• **TEXTO FORNECIDO**:
______

Guilherme Amorim Campos da Silva[22] destaca que a dignidade da pessoa humana proclama o valor distinto da pessoa humana e tem, como consequência lógica, a afirmação de direitos específicos de cada ser humano, sem distinções de gênero, raça, cor, credo, sexo e outras. Acrescenta ainda que embora o conceito esteja sujeito a múltiplas interpretações, trata-se de princípio de direito fundamental, o qual determina interpretação sobre os direitos da pessoa, revelando um minimunjurídico invulnerável que todo estatuto político deve assegurar.
Não restam dúvidas de que qualquer forma de preconceito e discriminação por motivo de raça, cor, etnia, religião, determinação sexual e etc., ofende diretamente a dignidade da pessoa humana.
A escravidão foi universalmente abolida somente no século XX, como visto no capítulo anterior, por muito tempo os escravos foram considerados como “coisa” e não como pessoa possuidora de direitos e garantias. Fábio Konder Comparato[23] comenta que a “dignidade da pessoa não consiste apenas no fato de ser ela, diferentemente das coisas, um ser considerado e tratado, em si mesmo, como um fim em si e nunca como um meio para a consecução de determinado resultado. Ela resulta também do fato de que, pela sua vontade racional, só a pessoa vive em condições de autonomia, isto é, como ser capaz de guiar-se pela leis que ele próprio edita”.
A dignidade é uma qualidade inerente a toda pessoa, assim nenhuma justificativa de utilidade pública ou reprovação social pode legitimar sua extinção ou mesmo minorar sua extensão.
O conceito de direitos humanos está intimamente ligado à dignidade da pessoa humana uma vez que esse é o conjunto mínimo de direitos necessários para assegurar a vida digna do ser humano.
Os direitos humanos são os direitos comuns a todos. A doutrina comumente considera que a expressão “direitos humanos” serve para definir os direitos estabelecidos em tratados internacionais. Em que pese o fato de tal consideração não ser unanime, nos utilizaremos deste conceito a fim de tratarmos o que se pretende neste capítulo.

______

• **TAREFA CURTA A**:
Calcule quantas linhas dos registros contêm a palavra "lawn", levando em conta a diferença entre maiúsculas e minúsculas. Informe somente o número.

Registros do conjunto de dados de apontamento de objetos
______

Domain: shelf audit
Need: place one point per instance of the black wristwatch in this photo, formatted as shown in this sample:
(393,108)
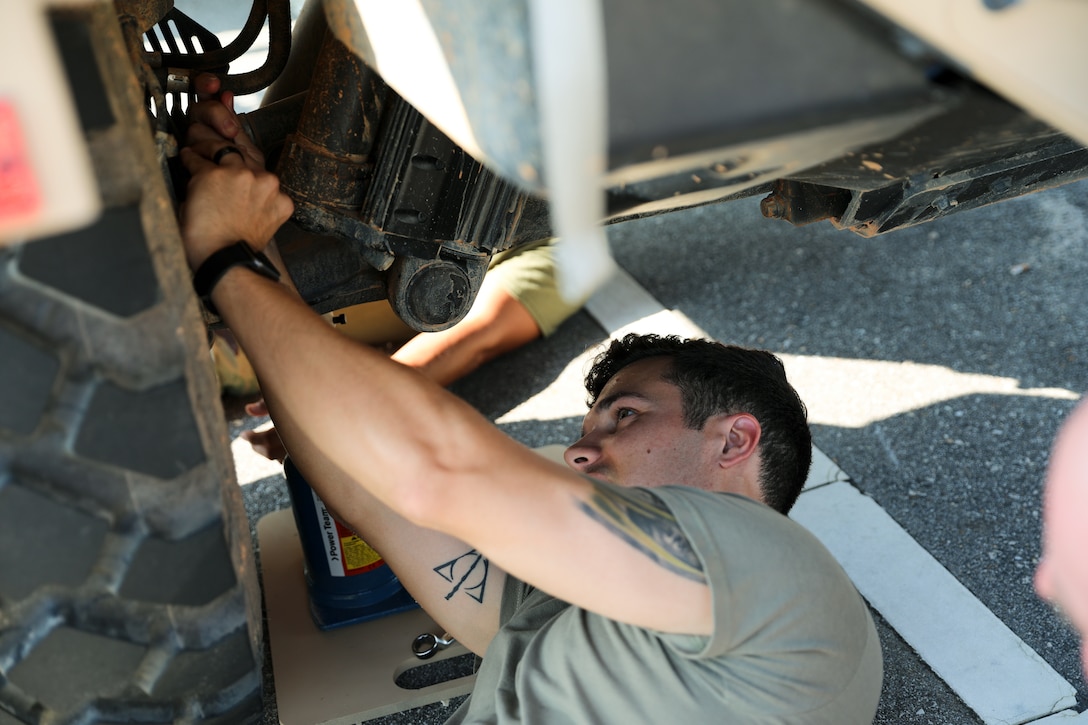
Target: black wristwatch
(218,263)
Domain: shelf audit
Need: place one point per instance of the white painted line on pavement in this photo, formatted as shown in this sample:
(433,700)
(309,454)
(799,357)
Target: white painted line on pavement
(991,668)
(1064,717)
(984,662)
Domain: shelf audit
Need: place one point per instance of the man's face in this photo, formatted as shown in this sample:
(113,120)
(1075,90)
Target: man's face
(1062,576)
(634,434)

______

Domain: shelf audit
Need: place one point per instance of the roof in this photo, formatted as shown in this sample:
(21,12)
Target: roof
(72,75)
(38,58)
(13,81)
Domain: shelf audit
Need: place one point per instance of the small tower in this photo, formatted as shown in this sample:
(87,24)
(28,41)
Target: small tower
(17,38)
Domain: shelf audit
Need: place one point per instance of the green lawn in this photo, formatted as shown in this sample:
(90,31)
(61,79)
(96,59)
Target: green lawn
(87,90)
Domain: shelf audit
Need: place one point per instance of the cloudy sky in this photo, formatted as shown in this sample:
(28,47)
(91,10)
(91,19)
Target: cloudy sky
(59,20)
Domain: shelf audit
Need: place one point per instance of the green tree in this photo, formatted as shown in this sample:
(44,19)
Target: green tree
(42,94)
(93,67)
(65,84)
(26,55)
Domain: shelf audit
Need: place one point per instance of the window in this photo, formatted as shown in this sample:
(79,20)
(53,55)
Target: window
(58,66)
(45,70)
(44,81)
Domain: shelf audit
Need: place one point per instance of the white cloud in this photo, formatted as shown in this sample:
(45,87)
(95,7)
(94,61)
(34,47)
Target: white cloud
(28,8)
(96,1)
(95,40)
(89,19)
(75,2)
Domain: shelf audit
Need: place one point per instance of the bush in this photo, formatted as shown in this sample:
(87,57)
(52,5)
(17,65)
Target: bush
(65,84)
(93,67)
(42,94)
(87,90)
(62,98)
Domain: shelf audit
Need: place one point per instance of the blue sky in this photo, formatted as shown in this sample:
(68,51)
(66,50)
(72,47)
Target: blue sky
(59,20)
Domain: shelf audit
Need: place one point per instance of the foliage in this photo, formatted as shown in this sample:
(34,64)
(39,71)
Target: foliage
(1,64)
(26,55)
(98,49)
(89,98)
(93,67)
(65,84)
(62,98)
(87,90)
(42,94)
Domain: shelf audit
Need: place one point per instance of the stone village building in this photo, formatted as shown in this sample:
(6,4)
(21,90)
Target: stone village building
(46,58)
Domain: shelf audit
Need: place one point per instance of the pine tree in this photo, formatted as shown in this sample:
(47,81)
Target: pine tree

______

• **TAREFA CURTA B**:
Edite o trecho do texto sobre a dignidade da pessoa humana de "A dignidade é" até "do ser humano.", substituindo "reprovação social" por "condenação social".

• **SOLUÇÃO A**:
2

• **SOLUÇÃO B**:
A dignidade é uma qualidade inerente a toda pessoa, assim nenhuma justificativa de utilidade pública ou condenação social pode legitimar sua extinção ou mesmo minorar sua extensão.
O conceito de direitos humanos está intimamente ligado à dignidade da pessoa humana uma vez que esse é o conjunto mínimo de direitos necessários para assegurar a vida digna do ser humano.